• [EXERCISE REQUIREMENTS]
Every line that contains "curtain" must be located and copied from the data.

• [RECORDS PROVIDED]
━━━
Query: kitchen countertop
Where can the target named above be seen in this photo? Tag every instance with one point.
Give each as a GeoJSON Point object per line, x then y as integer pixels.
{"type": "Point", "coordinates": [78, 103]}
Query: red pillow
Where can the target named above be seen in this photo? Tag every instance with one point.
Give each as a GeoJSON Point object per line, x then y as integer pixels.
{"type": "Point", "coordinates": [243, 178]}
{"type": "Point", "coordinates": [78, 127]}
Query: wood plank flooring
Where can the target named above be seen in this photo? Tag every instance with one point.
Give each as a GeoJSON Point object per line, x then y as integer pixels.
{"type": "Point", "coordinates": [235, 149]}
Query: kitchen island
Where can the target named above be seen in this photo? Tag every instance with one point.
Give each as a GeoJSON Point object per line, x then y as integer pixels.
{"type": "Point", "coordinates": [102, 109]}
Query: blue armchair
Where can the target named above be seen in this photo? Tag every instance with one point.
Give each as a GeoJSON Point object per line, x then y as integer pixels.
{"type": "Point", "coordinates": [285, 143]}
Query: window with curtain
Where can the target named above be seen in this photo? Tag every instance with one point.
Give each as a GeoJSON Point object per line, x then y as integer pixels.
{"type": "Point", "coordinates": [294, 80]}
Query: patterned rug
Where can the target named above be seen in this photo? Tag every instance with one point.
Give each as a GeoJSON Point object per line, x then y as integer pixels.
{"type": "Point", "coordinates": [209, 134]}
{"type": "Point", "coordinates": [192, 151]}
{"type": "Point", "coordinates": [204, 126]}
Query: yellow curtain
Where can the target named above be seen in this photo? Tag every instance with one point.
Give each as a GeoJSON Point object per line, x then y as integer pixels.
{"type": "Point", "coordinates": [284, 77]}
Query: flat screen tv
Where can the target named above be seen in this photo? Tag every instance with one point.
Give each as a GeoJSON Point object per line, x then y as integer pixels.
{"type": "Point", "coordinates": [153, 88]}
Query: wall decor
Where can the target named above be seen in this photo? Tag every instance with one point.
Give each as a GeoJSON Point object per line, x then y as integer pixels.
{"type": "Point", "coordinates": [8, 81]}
━━━
• [ANSWER FOR THE TASK]
Query: window with curtain
Query: yellow curtain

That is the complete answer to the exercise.